РАБОЧАЯ ЗАДАЧА:
Перепишите полностью текст о том, как у ребенка складываются привычки и интересы, не меняя в нем ни слова.

ПРЕДОСТАВЛЕННЫЙ ФРАГМЕНТ:
##############################
Каким образом ребенок приобретает привычки и интересы, предопределяющие его будущность — вопрос малоизученный. Одно возможное объяснение — «плагиат», непостижимая способность ребенка к подражанию, копированию внешних впечатлений, к примеру, улыбки матери. Другое объяснение я усматриваю в его врожденном любопытстве. Как иначе объяснить то, что мы сами по собственной инициативе стремимся обогатить свой опыт новыми ощущениями, вместо того чтобы просто реагировать на раздражители?
Склонности, вероятно, являются частью унаследованной системы связей в мозге, генетической особенностью, которая, может быть, даже не зависит от физического расположения нейронов. Ведь очевидно, что происхождение головных болей связано с тем, насколько свободно кровь циркулирует в мозге, что, в свою очередь, зависит от того, расширены или сужены кровеносные сосуды. Возможно, важна именно «водопроводная система», а не расположение нейронов, которое обычно ассоциируется с местом протекания мыслительного процесса.
Другим определяющим фактором может быть случайность начального успеха или неудачи в новом поиске. Я думаю, что и качество памяти развивается подобным образом — в результате случайностей, которые имели место в начале, или беспорядочных внешних воздействий, а, быть может, благодаря удачному сочетанию первого со вторым.
Взять, к примеру, талант шахматиста. Хосе Капабланка обучился игре в шахматы в шесть лет, наблюдая за игрой отца и дяди. Поэтому его способности к шахматной игре развивались без всякого приложения к тому усилий, с той же естественностью, с какой ребенок учиться говорить, и которая так не свойственна взрослым в их начинаниях. У многих других знаменитых шахматистов первый интерес к игре также возник при наблюдении за игрой их родственников. Когда же они сами попробовали сыграть и с первого же раза выиграли партию, возможно, совершенно случайно, в них утвердилось желание продолжить это занятие. Ведь, как известно, нет лучшего стимула, чем успех, особенно в юности.
##############################
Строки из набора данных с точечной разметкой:
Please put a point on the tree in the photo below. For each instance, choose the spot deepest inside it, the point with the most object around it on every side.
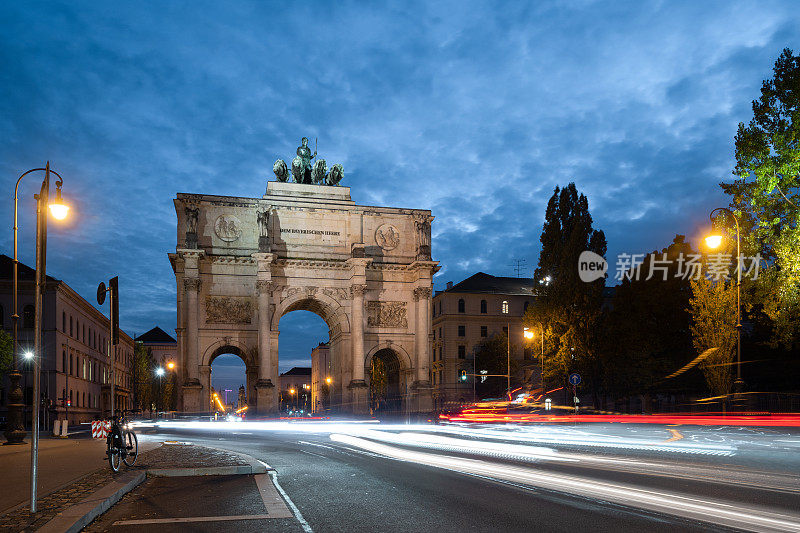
(713, 309)
(647, 330)
(6, 353)
(766, 192)
(492, 356)
(568, 308)
(143, 377)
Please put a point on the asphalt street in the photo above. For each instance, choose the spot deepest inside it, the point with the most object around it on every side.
(572, 478)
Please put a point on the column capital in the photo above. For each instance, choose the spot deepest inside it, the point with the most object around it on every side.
(265, 286)
(263, 257)
(422, 293)
(357, 289)
(192, 284)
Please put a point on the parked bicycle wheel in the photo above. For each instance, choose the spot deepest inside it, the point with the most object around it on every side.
(132, 446)
(114, 457)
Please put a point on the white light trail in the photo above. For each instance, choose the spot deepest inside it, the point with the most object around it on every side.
(716, 512)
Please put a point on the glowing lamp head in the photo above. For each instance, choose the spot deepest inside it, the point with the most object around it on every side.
(58, 208)
(714, 241)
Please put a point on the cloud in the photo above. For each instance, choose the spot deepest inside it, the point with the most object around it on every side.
(475, 111)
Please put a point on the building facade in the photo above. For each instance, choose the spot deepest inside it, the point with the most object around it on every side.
(243, 263)
(465, 316)
(321, 380)
(76, 368)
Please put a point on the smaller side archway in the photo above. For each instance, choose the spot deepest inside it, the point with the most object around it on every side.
(228, 347)
(385, 369)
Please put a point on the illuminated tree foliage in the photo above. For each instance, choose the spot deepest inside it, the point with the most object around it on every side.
(568, 308)
(6, 352)
(713, 310)
(766, 192)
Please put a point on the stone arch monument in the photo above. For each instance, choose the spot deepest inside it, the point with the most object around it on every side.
(243, 263)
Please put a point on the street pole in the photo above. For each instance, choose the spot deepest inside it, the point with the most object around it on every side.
(41, 261)
(508, 360)
(15, 428)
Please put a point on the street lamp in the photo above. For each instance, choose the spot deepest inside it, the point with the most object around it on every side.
(714, 241)
(160, 374)
(15, 432)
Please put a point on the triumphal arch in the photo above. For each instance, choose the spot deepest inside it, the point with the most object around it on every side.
(243, 263)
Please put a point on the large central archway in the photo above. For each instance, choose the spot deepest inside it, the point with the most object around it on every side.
(243, 263)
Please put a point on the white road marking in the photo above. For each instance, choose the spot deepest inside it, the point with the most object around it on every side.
(290, 503)
(719, 512)
(273, 502)
(193, 519)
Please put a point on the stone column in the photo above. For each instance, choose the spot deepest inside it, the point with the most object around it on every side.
(422, 297)
(422, 392)
(357, 332)
(266, 394)
(357, 386)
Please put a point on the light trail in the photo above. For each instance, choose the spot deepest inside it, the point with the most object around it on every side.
(710, 511)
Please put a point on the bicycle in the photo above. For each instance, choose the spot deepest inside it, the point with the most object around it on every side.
(122, 446)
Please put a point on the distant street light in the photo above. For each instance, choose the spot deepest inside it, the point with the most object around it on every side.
(714, 241)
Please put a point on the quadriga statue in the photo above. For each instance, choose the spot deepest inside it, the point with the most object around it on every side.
(318, 172)
(280, 170)
(336, 174)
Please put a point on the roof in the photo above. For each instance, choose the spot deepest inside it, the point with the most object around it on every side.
(156, 336)
(24, 272)
(298, 371)
(486, 283)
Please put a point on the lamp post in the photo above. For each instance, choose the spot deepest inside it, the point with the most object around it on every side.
(160, 374)
(713, 241)
(16, 430)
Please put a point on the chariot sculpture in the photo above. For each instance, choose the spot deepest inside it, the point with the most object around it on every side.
(302, 171)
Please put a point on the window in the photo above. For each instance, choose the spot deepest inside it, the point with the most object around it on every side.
(27, 317)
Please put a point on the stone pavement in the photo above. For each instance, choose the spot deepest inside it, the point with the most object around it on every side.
(165, 456)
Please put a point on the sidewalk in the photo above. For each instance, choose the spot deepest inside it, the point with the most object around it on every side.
(98, 489)
(62, 462)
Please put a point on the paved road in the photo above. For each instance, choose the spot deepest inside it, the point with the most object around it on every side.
(356, 477)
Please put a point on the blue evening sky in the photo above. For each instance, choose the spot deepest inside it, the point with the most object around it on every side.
(474, 110)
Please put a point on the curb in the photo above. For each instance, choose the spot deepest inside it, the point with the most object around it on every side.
(79, 516)
(75, 518)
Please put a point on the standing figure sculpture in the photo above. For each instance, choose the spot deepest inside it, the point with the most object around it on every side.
(301, 165)
(280, 170)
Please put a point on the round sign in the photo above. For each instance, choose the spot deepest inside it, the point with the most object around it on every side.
(101, 293)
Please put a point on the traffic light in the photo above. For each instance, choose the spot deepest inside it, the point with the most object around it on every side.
(113, 286)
##############################
ОТВЕТ НА УПРАЖНЕНИЕ:
Каким образом ребенок приобретает привычки и интересы, предопределяющие его будущность — вопрос малоизученный. Одно возможное объяснение — «плагиат», непостижимая способность ребенка к подражанию, копированию внешних впечатлений, к примеру, улыбки матери. Другое объяснение я усматриваю в его врожденном любопытстве. Как иначе объяснить то, что мы сами по собственной инициативе стремимся обогатить свой опыт новыми ощущениями, вместо того чтобы просто реагировать на раздражители?
Склонности, вероятно, являются частью унаследованной системы связей в мозге, генетической особенностью, которая, может быть, даже не зависит от физического расположения нейронов. Ведь очевидно, что происхождение головных болей связано с тем, насколько свободно кровь циркулирует в мозге, что, в свою очередь, зависит от того, расширены или сужены кровеносные сосуды. Возможно, важна именно «водопроводная система», а не расположение нейронов, которое обычно ассоциируется с местом протекания мыслительного процесса.
Другим определяющим фактором может быть случайность начального успеха или неудачи в новом поиске. Я думаю, что и качество памяти развивается подобным образом — в результате случайностей, которые имели место в начале, или беспорядочных внешних воздействий, а, быть может, благодаря удачному сочетанию первого со вторым.
Взять, к примеру, талант шахматиста. Хосе Капабланка обучился игре в шахматы в шесть лет, наблюдая за игрой отца и дяди. Поэтому его способности к шахматной игре развивались без всякого приложения к тому усилий, с той же естественностью, с какой ребенок учиться говорить, и которая так не свойственна взрослым в их начинаниях. У многих других знаменитых шахматистов первый интерес к игре также возник при наблюдении за игрой их родственников. Когда же они сами попробовали сыграть и с первого же раза выиграли партию, возможно, совершенно случайно, в них утвердилось желание продолжить это занятие. Ведь, как известно, нет лучшего стимула, чем успех, особенно в юности.